»»
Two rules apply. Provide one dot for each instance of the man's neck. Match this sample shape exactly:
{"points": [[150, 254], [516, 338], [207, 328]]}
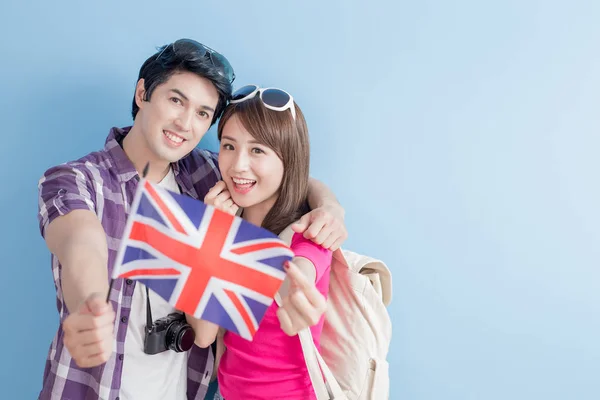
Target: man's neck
{"points": [[136, 149]]}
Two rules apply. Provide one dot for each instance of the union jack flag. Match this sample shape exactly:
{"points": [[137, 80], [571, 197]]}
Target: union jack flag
{"points": [[201, 260]]}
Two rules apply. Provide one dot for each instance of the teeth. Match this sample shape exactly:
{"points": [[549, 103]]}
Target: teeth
{"points": [[174, 138], [242, 181]]}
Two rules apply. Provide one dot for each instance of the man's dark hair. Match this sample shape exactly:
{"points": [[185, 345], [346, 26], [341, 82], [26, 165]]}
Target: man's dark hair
{"points": [[166, 62]]}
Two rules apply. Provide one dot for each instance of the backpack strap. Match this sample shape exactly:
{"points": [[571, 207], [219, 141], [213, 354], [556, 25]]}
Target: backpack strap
{"points": [[324, 383]]}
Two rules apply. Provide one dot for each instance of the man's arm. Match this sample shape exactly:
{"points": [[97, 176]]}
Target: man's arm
{"points": [[323, 225], [78, 240], [205, 331], [75, 236]]}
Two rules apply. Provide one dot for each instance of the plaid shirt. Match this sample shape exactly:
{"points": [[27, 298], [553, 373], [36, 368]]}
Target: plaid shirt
{"points": [[105, 183]]}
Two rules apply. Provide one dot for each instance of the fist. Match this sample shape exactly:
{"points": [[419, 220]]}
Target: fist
{"points": [[89, 332]]}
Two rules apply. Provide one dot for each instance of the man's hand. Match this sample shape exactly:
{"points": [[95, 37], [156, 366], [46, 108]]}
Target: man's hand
{"points": [[89, 332], [324, 226], [219, 197], [303, 305]]}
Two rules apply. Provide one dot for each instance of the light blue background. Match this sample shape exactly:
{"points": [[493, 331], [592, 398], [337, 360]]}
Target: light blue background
{"points": [[461, 137]]}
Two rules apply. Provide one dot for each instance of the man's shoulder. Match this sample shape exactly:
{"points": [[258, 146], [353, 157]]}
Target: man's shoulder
{"points": [[92, 166]]}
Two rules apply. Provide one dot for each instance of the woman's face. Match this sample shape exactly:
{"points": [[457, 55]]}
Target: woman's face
{"points": [[251, 171]]}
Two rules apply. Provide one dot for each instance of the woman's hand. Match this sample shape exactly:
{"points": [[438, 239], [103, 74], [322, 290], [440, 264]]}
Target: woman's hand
{"points": [[303, 305]]}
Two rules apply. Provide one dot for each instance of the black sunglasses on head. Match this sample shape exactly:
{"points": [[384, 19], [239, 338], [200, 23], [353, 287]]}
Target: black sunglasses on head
{"points": [[189, 46]]}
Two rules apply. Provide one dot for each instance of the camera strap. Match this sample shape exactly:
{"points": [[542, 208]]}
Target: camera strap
{"points": [[149, 319]]}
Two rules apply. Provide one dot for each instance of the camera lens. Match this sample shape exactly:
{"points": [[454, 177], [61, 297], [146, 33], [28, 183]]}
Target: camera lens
{"points": [[180, 336]]}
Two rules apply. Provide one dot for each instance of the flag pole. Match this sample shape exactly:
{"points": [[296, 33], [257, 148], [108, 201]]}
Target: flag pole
{"points": [[144, 173]]}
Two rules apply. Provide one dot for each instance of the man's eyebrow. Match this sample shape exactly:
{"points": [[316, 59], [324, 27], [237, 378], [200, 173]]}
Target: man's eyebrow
{"points": [[179, 92], [204, 107]]}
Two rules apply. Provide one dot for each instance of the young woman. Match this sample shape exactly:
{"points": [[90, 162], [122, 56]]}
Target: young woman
{"points": [[264, 162]]}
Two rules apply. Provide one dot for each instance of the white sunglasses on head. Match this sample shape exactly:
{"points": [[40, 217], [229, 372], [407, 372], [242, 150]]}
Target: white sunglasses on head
{"points": [[272, 98]]}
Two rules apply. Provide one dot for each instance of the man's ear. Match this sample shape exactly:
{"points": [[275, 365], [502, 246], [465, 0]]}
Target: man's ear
««
Work instructions:
Your task is to write out, exactly, the line that holds "Target: white sunglasses on head" and every line after it until the records end.

Task result:
Target: white sunglasses on head
{"points": [[272, 98]]}
Two rules apply. Provide one dot for each instance of the man's ear. Match this sample shape exactly:
{"points": [[275, 365], [502, 246], [465, 0]]}
Target: man's ear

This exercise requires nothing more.